▶ **What to do**:
1 > In the Union Custom House thread, which retailer does BigmountainVMD say will not carry the Custom House line?
2 > Retype the part of the Union Custom House thread between "## jdang307 (Feb" and "(and contact description)", inclusive.

# START OF Page

# Union Custom House



## stan_darsh (Mar 10, 2013)

those are wicked


----------



## CERBERUS.lucid (Oct 17, 2013)

Sweet work union!!!


----------



## bseracka (Nov 14, 2011)

I like 'em


----------



## UNION INHOUSE (Nov 13, 2012)

*Scott Stevens Pro Model by Union Custom House*

Next up - The Scott Stevens Pro Model. :bowdown:

Info on where to buy is listed in the video description. 

https://vimeo.com/78213103


----------



## UNION INHOUSE (Nov 13, 2012)

*Jamie lynn is a legend!!*

VAN'S 20TH ANNIVERSARY

https://vimeo.com/78260262


----------



## UNION INHOUSE (Nov 13, 2012)

And here's an image of the binding.


----------



## Argo (Feb 25, 2010)

This line of bindings looks amazing


----------



## SinkHole (Apr 26, 2012)

I really like those Vans binders and the Baldface ones as well.


----------



## BigmountainVMD (Oct 9, 2011)

Any info on where we can pick up the Asymbol collaboration?

Also just contacted Backcountry and they claimed that they will not be carrying the Custom House line...


----------



## CERBERUS.lucid (Oct 17, 2013)

BigmountainVMD said:


> Any info on where we can pick up the Asymbol collaboration?
> 
> Also just contacted Backcountry and they claimed that they will not be carrying the Custom House line...


TACTICS.com, I jes scooped me up a set...


----------



## CERBERUS.lucid (Oct 17, 2013)

Custom Haus


----------



## CERBERUS.lucid (Oct 17, 2013)

UNION INHOUSE said:


> VAN'S 20TH ANNIVERSARY
> 
> https://vimeo.com/78260262


DAyyyummm... those are sick!:thumbsup:


----------



## bseracka (Nov 14, 2011)

Hey Union what's the difference between the atlas 3 and force 4 baseplate? It seems like this is the only difference in these bindings, correct?


----------



## jdang307 (Feb 6, 2011)

UNION INHOUSE said:


> Next up - The Scott Stevens Pro Model. :bowdown:
> 
> Info on where to buy is listed in the video description.
> 
> https://vimeo.com/78213103


These look sick! Can you describe the flex/board match? Sounds pretty soft though right? Judging by Steven's style (and contact description)

# END OF Page
# START OF Raw records

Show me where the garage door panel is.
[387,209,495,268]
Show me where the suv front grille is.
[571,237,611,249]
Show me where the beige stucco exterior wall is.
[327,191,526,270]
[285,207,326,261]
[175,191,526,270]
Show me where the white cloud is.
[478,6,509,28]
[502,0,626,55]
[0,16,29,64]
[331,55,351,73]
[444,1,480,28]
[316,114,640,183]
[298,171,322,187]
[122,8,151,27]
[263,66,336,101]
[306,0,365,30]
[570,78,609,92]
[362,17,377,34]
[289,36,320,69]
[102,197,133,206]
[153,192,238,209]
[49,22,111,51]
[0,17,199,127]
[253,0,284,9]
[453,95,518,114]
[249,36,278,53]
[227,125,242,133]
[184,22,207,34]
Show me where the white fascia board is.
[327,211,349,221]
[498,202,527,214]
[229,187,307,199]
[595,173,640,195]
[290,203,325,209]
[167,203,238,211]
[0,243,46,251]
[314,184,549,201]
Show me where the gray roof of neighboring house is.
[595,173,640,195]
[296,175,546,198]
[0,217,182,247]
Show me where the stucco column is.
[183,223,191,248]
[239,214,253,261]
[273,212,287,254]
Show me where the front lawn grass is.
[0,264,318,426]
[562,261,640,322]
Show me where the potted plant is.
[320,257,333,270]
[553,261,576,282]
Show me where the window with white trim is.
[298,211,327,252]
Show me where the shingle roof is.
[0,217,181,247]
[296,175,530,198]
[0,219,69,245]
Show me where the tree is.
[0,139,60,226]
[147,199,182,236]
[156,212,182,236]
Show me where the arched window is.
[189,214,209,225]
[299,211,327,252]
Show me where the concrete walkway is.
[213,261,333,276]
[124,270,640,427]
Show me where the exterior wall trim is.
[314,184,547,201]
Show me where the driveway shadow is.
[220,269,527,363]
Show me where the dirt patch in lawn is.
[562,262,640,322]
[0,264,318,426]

# END OF Raw records

▶ **Answers**:
1 > Backcountry

2 >
## jdang307 (Feb 6, 2011)

UNION INHOUSE said:


> Next up - The Scott Stevens Pro Model. :bowdown:
> 
> Info on where to buy is listed in the video description.
> 
> https://vimeo.com/78213103


These look sick! Can you describe the flex/board match? Sounds pretty soft though right? Judging by Steven's style (and contact description)